→ A block of data
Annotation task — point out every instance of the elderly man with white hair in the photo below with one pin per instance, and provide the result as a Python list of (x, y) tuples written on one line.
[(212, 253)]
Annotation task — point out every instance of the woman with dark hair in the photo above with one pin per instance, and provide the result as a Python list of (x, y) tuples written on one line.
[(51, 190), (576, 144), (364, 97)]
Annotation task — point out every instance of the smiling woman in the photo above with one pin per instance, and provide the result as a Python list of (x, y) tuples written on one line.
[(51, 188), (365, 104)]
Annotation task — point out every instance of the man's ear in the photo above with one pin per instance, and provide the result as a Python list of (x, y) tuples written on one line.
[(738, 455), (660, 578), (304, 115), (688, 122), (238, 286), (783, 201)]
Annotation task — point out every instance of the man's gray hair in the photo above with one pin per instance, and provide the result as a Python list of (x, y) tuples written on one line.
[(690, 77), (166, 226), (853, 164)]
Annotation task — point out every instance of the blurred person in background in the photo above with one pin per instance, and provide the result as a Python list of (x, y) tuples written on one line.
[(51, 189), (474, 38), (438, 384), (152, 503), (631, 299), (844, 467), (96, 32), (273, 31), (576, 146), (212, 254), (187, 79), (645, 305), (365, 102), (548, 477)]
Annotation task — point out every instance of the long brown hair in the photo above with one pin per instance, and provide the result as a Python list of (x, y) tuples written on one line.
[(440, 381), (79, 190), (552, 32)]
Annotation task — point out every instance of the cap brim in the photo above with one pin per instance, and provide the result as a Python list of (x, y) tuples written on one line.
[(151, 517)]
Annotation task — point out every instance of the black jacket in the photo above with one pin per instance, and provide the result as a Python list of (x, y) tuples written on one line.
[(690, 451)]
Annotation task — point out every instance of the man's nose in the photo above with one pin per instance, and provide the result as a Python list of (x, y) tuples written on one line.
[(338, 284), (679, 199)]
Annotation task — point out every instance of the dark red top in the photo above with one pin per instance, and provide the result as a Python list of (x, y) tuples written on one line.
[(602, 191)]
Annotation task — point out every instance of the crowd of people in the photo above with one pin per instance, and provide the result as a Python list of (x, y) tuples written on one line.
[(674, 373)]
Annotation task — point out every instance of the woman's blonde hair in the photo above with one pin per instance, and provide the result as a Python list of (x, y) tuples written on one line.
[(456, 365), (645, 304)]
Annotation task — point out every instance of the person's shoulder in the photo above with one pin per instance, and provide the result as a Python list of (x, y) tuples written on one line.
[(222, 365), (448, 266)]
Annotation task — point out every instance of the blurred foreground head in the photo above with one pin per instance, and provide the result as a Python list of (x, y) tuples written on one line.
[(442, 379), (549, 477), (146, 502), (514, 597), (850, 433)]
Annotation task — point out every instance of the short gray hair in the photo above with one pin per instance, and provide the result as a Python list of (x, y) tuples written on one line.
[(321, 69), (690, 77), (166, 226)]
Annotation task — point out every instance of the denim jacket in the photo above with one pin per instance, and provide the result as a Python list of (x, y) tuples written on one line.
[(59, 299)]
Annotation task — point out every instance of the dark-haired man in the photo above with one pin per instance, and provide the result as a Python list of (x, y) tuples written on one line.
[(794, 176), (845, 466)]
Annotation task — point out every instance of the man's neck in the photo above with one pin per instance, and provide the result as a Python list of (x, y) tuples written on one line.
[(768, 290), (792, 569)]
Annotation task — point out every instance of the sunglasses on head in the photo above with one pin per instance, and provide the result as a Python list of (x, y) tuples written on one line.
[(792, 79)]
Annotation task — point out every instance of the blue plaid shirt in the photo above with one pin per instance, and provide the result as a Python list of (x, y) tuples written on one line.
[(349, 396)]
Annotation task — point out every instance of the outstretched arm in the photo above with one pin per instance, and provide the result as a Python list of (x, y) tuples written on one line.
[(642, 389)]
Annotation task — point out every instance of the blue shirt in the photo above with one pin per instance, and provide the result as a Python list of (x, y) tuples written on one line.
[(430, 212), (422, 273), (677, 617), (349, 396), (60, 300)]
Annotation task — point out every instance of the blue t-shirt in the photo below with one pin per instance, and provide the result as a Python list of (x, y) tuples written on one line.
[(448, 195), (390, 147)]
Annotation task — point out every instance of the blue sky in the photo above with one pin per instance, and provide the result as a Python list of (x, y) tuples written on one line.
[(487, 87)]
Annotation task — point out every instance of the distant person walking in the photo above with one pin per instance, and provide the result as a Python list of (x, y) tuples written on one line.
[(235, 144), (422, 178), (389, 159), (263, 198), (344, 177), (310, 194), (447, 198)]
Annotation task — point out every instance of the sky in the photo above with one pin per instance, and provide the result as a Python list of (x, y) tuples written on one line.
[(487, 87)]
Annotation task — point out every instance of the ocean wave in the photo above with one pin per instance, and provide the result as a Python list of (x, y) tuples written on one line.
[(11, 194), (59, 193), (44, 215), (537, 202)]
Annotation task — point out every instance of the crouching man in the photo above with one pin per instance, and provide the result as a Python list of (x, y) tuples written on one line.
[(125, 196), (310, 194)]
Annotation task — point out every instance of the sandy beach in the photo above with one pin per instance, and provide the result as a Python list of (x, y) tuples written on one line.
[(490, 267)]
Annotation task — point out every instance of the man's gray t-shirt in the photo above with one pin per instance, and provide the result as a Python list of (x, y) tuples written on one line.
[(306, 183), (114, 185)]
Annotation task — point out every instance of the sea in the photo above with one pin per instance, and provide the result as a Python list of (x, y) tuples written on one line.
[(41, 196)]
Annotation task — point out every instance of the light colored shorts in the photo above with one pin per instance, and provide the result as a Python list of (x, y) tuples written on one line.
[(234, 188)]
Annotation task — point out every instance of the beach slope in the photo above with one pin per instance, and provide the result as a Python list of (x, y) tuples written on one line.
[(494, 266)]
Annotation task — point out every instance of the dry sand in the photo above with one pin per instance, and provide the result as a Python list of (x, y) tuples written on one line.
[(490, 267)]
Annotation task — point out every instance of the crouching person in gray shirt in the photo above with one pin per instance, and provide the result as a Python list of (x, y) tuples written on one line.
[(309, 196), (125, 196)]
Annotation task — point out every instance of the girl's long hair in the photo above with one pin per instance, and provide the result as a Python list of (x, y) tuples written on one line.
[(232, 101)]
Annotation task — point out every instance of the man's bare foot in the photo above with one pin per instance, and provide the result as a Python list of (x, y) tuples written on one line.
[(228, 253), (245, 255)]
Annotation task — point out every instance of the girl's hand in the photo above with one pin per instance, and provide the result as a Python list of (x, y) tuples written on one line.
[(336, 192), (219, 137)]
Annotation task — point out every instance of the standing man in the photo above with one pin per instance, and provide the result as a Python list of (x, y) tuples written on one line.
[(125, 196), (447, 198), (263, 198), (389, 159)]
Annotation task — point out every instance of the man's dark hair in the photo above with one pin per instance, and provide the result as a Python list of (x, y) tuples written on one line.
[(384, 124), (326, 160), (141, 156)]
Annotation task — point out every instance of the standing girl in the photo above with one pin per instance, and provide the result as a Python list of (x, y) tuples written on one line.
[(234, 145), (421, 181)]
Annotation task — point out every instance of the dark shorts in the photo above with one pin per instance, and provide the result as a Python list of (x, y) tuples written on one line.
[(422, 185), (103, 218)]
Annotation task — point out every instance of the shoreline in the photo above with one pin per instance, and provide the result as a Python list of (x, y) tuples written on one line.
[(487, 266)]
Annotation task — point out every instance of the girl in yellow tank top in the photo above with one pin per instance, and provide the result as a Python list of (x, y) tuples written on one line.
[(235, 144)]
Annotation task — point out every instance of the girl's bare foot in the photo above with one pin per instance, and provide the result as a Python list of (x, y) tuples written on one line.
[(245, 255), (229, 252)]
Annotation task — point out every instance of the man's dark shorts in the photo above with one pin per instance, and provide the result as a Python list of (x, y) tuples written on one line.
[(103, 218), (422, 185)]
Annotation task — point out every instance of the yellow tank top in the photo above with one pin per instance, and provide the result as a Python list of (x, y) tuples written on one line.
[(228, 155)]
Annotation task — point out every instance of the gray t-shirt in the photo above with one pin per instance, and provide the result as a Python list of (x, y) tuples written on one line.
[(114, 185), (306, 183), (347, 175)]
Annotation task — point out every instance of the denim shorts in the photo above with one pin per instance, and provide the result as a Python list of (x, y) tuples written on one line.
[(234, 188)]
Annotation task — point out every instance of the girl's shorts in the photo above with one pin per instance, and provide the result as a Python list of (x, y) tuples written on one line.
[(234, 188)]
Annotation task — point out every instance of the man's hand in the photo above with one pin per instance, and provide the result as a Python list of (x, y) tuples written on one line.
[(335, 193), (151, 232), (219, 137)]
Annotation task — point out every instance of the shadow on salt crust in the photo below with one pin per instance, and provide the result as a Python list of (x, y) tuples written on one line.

→ EXERCISE DIRECTIONS
Transcribe only the trailing portion of the entries above: the line that contains "Annotation task — point out every instance of the girl's shorts" and each line after it.

→ FULL SOLUTION
Annotation task — point out every instance of the girl's shorts in the photo above with one pin per instance, and provide the result as a Python list of (x, y) tuples written on one line.
[(234, 188)]
Annotation task — point out every instance of the man's hand in the photo above with one pin per instance, and provide the result as a Python list of (x, y) tuples written on one line.
[(335, 193), (151, 232), (219, 137)]
Annotation task — point out every instance of the shadow on salt crust in the photo below with one pin per instance, and provide the result as a Python list of (x, y) tuples written on one line.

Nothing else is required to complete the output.